Data excerpts:

· · · · ·

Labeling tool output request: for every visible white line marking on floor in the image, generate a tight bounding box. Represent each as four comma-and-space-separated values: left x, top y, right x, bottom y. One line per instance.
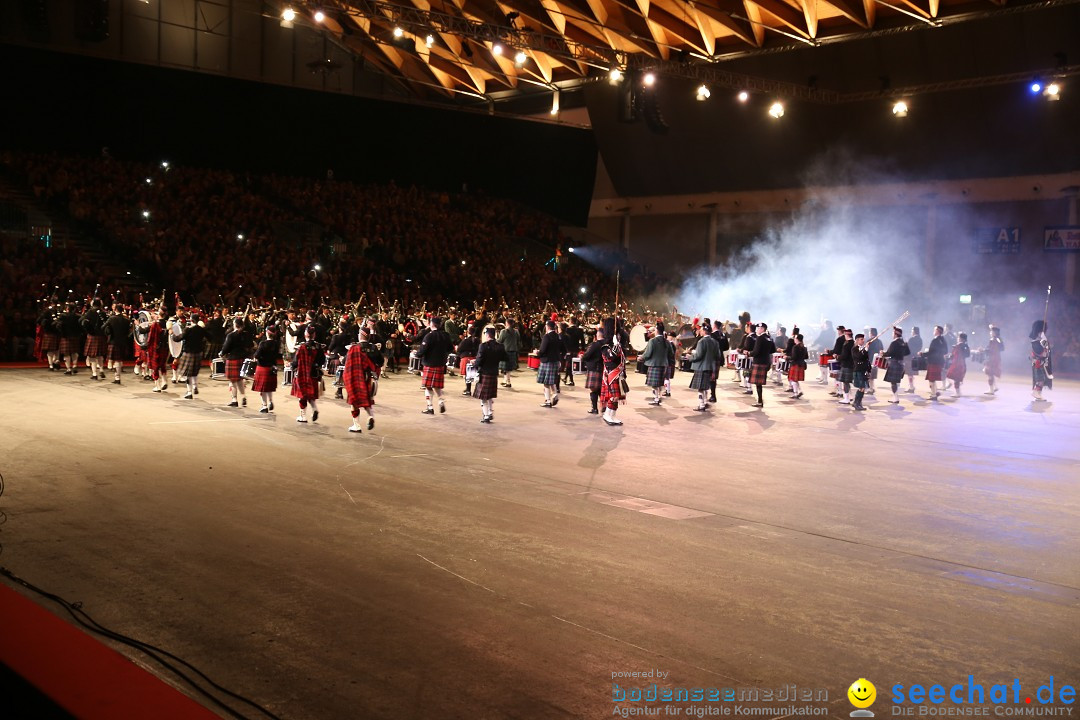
416, 553, 497, 594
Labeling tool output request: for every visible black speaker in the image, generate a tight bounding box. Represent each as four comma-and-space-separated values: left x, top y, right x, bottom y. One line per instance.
74, 0, 109, 42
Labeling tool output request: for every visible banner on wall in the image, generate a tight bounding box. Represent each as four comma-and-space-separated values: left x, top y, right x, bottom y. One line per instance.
1044, 226, 1080, 252
972, 227, 1020, 254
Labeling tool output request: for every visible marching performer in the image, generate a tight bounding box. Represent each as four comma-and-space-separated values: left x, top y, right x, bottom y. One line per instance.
456, 328, 480, 397
344, 329, 380, 433
81, 299, 107, 381
946, 332, 970, 396
782, 326, 799, 394
291, 326, 325, 422
37, 304, 61, 371
497, 319, 520, 388
748, 323, 776, 408
905, 327, 923, 393
473, 327, 508, 423
850, 333, 870, 411
582, 326, 605, 415
883, 327, 910, 405
536, 321, 564, 408
836, 328, 854, 405
983, 326, 1003, 395
738, 322, 756, 394
599, 318, 627, 426
58, 303, 82, 375
147, 307, 170, 392
866, 328, 883, 394
221, 318, 250, 407
639, 324, 669, 406
104, 304, 131, 384
771, 326, 788, 386
923, 325, 948, 400
828, 325, 847, 395
787, 333, 808, 399
253, 326, 281, 413
688, 323, 719, 412
176, 313, 208, 400
664, 328, 678, 397
1029, 320, 1052, 402
418, 316, 452, 415
813, 321, 835, 384
709, 320, 729, 402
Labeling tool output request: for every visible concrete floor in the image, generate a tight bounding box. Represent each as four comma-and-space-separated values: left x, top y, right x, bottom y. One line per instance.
0, 365, 1077, 719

· · · · ·

REQUIRED ACTION: Extract the entries in full, exactly as they are, minus the pictures.

THE ANSWER:
Labeling tool output request: for every visible white line marking on floor in the image, generate a tight bounding box. Represent each as four comma-and-space-separated values: left x, top y, right x, bottom y. One line per instance.
416, 553, 497, 594
Labeling tool output request: for every visible black speaker in the image, generate a tight bounding box. Represent each as four comma-and-space-separated values: left x, top y, right x, bottom y. One line per instance.
74, 0, 109, 42
Labeling tool output request: for every visible banner on wall in the image, generate a tight bounding box. Represent each as four comma-and-space-separated values: left x, top y, right x, bottom y. One line per instance.
1044, 226, 1080, 252
972, 227, 1020, 254
Labeling tool output request: for every visible marching performer in the image, generate a tight bounding box. Represent each as four comma-and-space-separated values: left x, top y, right x, bottom y. One line per instance.
456, 328, 480, 397
344, 329, 380, 433
81, 299, 107, 381
946, 332, 970, 396
782, 326, 799, 394
291, 326, 325, 422
37, 304, 61, 371
497, 319, 520, 388
748, 323, 776, 408
905, 327, 923, 393
473, 327, 508, 423
850, 333, 870, 411
582, 326, 605, 415
883, 327, 910, 405
536, 321, 564, 408
836, 328, 854, 405
983, 326, 1003, 395
738, 322, 756, 394
599, 318, 627, 426
58, 303, 82, 375
147, 307, 170, 392
866, 328, 883, 394
221, 318, 250, 407
639, 324, 669, 406
104, 304, 131, 384
771, 326, 788, 386
923, 325, 948, 400
828, 325, 847, 395
787, 333, 808, 399
253, 326, 281, 413
688, 323, 719, 412
176, 313, 208, 400
664, 328, 678, 397
1029, 320, 1052, 402
418, 316, 452, 415
813, 321, 835, 384
709, 320, 729, 402
Labeling tool output request: for every visible concrete floor in the image, generate a tight bounding box. Represent each as four comma-and-space-separated values: left x, top y, right x, bottom y. One line per instance.
0, 365, 1077, 719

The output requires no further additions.